**TASK BRIEF**. Starting at the line with "of the amber" in it, reproduce each line below through the last one, exactly, and include nothing else.

═══ STORED DATA ═══

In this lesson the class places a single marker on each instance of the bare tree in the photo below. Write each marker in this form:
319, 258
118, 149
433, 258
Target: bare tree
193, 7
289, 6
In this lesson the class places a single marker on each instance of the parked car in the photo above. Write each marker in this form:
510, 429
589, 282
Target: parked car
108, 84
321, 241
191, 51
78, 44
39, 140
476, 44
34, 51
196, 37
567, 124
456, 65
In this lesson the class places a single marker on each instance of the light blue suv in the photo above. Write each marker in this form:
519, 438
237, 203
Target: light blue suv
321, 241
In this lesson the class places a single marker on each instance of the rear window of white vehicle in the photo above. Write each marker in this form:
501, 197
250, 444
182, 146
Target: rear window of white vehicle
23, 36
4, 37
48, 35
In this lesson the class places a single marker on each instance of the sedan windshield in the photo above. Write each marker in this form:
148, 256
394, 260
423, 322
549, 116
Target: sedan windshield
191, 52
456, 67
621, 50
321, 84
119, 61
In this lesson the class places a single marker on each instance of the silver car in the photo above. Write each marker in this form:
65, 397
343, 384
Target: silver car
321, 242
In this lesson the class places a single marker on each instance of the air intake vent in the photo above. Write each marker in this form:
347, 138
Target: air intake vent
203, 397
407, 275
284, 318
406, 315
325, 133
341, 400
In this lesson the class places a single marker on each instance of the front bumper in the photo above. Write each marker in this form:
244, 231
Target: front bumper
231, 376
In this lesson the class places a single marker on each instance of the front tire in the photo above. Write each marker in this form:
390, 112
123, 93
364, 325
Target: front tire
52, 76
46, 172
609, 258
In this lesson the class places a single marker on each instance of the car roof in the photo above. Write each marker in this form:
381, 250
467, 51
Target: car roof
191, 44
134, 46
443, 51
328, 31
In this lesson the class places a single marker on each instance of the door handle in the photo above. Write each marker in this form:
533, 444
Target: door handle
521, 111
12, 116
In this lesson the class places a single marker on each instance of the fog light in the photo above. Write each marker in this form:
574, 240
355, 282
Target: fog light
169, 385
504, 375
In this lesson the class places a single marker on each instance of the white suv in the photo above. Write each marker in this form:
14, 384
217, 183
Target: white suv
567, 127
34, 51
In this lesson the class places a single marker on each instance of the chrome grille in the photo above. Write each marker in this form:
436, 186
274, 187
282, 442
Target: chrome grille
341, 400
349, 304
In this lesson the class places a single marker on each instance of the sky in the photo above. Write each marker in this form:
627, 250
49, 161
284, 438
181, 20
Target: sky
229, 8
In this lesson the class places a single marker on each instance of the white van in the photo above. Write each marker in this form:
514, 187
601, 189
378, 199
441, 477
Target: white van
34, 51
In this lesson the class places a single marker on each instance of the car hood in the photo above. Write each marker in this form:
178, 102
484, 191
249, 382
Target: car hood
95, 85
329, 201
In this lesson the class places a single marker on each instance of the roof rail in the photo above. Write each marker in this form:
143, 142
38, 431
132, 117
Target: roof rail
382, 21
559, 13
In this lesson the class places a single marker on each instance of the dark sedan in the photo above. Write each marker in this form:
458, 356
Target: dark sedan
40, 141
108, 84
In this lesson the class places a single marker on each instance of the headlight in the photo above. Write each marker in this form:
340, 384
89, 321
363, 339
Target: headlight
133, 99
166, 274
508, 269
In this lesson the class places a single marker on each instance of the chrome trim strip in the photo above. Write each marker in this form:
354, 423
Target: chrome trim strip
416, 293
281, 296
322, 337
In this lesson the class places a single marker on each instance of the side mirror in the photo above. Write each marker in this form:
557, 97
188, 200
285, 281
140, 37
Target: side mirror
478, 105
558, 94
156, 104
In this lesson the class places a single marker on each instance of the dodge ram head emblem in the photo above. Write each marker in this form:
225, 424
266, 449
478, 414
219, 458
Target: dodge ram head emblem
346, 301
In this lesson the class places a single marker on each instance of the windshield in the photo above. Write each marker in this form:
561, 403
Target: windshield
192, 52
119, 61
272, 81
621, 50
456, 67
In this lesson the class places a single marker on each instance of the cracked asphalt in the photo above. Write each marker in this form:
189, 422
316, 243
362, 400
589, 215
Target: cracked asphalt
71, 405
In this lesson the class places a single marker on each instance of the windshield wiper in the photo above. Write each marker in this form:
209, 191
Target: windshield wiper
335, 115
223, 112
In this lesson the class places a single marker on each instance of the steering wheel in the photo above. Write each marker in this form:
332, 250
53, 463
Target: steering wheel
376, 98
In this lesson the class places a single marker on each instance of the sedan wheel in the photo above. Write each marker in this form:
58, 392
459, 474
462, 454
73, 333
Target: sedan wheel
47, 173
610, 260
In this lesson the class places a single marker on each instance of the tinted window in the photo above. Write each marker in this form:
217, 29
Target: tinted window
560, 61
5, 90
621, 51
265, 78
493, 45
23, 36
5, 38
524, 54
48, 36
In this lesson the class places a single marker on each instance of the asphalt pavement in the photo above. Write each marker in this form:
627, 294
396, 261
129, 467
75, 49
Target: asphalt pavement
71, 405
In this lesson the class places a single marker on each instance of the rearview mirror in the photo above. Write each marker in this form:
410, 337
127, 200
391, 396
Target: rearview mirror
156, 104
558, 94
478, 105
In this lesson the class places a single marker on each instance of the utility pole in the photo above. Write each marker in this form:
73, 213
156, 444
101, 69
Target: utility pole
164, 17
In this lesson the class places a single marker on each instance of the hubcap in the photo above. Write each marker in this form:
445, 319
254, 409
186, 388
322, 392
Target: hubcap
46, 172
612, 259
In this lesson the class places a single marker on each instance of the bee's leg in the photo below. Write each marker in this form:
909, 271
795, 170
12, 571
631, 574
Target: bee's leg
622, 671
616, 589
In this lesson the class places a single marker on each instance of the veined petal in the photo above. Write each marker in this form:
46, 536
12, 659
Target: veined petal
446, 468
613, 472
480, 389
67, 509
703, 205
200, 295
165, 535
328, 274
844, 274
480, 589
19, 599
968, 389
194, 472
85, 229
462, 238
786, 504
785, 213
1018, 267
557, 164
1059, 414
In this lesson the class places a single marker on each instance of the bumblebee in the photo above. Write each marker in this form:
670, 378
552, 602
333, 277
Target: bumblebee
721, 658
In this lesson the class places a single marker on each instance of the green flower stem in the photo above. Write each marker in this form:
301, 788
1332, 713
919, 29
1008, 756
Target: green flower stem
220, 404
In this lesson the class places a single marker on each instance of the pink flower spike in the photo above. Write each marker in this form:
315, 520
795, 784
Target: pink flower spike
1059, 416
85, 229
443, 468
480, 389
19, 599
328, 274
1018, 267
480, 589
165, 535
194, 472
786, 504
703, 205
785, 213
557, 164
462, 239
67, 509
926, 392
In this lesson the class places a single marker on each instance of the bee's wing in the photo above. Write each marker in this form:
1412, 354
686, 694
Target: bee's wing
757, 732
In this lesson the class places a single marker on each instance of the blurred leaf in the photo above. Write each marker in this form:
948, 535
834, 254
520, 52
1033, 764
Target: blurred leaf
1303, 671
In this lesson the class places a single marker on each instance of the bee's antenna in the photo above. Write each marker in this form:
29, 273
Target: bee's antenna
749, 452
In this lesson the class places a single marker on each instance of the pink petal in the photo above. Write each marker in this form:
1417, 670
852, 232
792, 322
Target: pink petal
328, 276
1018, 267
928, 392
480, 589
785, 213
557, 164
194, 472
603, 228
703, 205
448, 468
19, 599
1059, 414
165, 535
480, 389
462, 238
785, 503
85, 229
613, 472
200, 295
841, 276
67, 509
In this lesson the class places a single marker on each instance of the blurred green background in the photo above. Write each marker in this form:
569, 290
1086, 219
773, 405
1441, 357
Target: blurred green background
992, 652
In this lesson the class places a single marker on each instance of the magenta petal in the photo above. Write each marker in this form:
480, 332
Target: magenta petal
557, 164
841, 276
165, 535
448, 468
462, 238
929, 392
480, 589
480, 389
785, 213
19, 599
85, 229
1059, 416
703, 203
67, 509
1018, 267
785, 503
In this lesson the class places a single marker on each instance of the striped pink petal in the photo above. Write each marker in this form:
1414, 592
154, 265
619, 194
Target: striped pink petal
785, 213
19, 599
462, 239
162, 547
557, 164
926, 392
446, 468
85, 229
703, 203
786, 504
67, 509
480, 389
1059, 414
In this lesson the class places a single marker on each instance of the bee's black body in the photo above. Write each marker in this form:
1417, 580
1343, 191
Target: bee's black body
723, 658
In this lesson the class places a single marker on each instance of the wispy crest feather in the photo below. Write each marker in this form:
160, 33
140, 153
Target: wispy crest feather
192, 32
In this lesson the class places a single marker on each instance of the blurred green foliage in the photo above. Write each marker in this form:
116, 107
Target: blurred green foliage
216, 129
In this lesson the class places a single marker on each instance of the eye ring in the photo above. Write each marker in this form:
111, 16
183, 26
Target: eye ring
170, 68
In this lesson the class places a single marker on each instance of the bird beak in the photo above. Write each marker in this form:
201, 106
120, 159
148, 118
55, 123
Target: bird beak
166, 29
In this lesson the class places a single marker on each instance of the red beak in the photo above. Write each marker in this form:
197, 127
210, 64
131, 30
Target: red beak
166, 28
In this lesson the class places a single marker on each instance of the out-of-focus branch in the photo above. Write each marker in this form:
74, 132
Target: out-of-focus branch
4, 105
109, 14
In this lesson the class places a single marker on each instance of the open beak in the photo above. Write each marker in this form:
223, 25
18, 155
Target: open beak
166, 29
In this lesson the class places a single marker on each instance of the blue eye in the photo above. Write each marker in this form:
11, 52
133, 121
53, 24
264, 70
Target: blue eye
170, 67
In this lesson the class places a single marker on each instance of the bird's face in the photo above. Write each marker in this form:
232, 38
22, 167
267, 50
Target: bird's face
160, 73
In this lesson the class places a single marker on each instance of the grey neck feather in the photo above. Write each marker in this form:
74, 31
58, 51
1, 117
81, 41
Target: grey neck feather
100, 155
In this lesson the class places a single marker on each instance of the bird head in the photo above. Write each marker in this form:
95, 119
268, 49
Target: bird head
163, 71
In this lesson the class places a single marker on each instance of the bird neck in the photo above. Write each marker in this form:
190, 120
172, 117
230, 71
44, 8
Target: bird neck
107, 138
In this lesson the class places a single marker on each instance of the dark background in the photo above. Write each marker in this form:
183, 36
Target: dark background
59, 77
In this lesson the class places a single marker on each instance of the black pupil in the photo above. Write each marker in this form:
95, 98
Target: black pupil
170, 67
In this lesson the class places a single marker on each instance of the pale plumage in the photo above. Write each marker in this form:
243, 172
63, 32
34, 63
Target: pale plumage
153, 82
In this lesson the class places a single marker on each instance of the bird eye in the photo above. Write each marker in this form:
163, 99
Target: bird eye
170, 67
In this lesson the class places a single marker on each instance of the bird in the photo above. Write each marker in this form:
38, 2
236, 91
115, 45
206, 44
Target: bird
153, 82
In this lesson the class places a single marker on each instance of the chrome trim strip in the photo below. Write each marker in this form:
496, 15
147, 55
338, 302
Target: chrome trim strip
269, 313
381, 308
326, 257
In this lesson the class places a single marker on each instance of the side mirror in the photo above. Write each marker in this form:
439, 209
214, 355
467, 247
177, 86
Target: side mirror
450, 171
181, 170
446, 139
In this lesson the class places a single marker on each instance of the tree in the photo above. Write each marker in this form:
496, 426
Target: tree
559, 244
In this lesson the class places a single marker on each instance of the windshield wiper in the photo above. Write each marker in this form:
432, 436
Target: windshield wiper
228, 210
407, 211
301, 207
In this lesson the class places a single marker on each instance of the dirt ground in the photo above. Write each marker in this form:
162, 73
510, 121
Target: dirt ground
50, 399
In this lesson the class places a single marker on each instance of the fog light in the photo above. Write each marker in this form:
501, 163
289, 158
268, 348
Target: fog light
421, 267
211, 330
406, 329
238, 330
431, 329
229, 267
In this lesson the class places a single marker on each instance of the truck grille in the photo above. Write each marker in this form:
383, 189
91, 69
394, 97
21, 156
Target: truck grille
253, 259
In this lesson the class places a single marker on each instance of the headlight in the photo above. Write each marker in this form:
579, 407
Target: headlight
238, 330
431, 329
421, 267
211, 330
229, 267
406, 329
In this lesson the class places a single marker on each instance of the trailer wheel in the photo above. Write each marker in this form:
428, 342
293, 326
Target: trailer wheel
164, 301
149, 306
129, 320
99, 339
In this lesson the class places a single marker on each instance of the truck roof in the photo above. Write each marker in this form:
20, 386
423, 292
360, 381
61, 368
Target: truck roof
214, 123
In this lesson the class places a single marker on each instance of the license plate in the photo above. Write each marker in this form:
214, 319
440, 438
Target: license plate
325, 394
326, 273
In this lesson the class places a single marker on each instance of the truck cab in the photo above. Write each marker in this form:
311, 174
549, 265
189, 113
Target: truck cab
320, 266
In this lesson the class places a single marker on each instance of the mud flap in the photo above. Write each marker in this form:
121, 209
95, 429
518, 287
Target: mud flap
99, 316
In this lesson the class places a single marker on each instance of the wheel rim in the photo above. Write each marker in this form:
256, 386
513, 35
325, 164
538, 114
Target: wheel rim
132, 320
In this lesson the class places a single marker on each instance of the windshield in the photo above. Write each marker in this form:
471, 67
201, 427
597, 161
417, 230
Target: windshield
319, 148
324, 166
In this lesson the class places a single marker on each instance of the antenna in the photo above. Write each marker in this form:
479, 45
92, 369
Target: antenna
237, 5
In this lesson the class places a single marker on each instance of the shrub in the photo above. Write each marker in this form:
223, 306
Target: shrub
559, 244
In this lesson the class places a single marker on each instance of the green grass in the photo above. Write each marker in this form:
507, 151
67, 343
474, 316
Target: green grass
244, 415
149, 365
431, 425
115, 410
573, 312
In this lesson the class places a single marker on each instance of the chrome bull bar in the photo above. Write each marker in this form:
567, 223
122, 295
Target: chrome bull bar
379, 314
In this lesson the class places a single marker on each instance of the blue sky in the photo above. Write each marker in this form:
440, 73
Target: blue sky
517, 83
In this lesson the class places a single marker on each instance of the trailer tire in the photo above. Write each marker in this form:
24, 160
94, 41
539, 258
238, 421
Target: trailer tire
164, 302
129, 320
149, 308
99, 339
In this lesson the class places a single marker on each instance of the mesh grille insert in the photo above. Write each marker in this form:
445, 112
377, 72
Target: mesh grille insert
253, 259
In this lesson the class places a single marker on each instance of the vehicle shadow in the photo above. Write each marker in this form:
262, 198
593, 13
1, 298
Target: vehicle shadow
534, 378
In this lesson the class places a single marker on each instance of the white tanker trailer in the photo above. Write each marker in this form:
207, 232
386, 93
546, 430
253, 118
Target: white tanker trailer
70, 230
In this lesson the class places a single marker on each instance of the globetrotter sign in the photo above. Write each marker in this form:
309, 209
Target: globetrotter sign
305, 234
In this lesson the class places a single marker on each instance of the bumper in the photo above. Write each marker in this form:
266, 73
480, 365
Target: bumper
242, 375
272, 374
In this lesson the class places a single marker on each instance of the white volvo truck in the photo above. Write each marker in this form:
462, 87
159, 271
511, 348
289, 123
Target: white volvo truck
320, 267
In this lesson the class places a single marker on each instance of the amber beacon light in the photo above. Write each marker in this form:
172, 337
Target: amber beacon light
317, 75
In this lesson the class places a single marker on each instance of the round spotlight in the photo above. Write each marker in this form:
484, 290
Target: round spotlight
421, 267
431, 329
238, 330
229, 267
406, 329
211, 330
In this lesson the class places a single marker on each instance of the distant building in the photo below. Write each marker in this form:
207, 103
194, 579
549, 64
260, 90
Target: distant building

═══

**REPLY**.
In this lesson the class places a single marker on each instance of the amber beacon light in the photo above. Write each marker in this form:
172, 337
Target: amber beacon light
317, 75
In this lesson the class places a single marker on each instance of the round spotlight in the photo above. Write each marker in this form:
484, 290
Target: round spotlight
421, 267
431, 329
238, 330
229, 267
406, 329
211, 330
In this lesson the class places a single marker on each instance of the distant building in the photo below. Write each marker in this form:
207, 103
194, 579
549, 64
260, 90
Target: distant building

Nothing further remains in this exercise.